Start of Selected excerpt

Joaquín Valverde Durán (27 February 1846 in Badajoz – 17 March 1910 in Madrid) was a Spanish composer, conductor and flautist. As a composer he is known for his collaborations on zarzuelas (he has been described as "the collaborative musician par excellence"). He was also the father of Joaquín "Quinito" Valverde Sanjuán, who achieved a greater level of fame.

He studied at the Madrid Conservatory under José Aranguren (harmony), Pedro Sarmiento (flute) and Emilio Arrieta (composition). He was a brilliant flautist, playing in military bands and theatre orchestras from the age of 13, and winning first prize in flute at the Conservatory in 1867. He won the composition prize in 1870. He wrote two manuals for flautists (1874; La flauta: su historia, su estudia, 1886). Between 1871 and 1889 he was a professional theatre conductor.

His first symphony Batylo was written in 1871. His reputation as a composer was made, however, with a series of zarzuelas (light operas), written in collaboration with Federico Chueca. It appears that Chueca provided most of the melodies and Valverde provided the orchestral polish. They worked together on Un maestro de obra prima (1877), La Canción de la Lola (1880), Luces y sombras and Fiesta Nacional (both 1882), Cádiz (1886), El año pasado por agua (1889), and other operas. Their masterpiece was La gran vía (Madrid, 2 July 1886), which was played in Spain, Mexico, Argentina, New York, Vienna, and many other theatres in Europe. It was premiered in London in 1906 as Castles in Spain.

A march from Cádiz (originally a hymn to a general, written in 1868 by Chueca alone) proved enormously popular in Spain, and it competed for popularity with the national anthem among the military. Both Valverde and Chueca were awarded the Military Grand Cross.

Valverde also collaborated with Manuel Fernández Caballero, Julián Romea, Ruperto Chapí, Arturo Saco del Valle, José Rogel, Tomás Bretón, Tomás López Torregrosa and José Serrano (La suerte loca, 1907). Less successful were operas Valverde wrote alone, such as La baraja francesa (1890).

His other works include two symphonies and over 200 other orchestral works.

His son "Quinito" Valverde (Joaquín Valverde Sanjuán) carried on his father's tradition.

==Sources==
- Grove's Dictionary of Music and Musicians, 5th ed., 1954, Eric Blom, ed.

End of Selected excerpt
Start of Data excerpts

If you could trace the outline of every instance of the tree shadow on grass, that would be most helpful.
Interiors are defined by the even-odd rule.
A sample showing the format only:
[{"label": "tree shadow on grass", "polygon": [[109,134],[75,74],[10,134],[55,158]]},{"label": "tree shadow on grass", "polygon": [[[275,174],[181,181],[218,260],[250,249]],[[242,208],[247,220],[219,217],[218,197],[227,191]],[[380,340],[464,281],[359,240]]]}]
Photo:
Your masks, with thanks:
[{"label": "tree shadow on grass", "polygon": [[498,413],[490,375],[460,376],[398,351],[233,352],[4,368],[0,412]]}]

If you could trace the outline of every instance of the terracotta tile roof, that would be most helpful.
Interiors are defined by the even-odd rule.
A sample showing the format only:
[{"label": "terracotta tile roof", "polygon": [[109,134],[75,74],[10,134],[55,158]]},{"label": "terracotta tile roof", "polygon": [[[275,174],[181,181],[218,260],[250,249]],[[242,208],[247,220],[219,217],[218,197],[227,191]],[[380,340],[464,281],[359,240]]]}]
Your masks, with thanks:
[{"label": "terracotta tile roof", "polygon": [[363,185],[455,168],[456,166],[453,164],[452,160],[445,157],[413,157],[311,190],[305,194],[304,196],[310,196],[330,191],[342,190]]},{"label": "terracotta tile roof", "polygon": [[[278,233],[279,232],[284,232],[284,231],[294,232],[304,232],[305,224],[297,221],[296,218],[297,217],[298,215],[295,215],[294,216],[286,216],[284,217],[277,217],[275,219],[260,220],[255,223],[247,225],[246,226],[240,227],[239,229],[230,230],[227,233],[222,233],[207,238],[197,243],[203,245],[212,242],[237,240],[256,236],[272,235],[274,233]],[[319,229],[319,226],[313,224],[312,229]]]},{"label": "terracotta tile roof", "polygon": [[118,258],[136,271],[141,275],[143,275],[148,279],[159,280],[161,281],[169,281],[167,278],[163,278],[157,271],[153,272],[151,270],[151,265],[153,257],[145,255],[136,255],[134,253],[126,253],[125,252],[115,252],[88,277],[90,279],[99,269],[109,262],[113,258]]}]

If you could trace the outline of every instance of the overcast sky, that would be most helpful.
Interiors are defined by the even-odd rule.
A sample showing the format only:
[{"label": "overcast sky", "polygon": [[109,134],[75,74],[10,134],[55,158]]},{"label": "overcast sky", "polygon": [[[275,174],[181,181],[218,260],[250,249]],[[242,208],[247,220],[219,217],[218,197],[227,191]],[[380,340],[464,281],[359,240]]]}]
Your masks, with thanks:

End of Data excerpts

# The task
In the text about the composer Joaquín Valverde Durán, what title did La gran vía carry at its 1906 London premiere?

# Solution to the exercise
Castles in Spain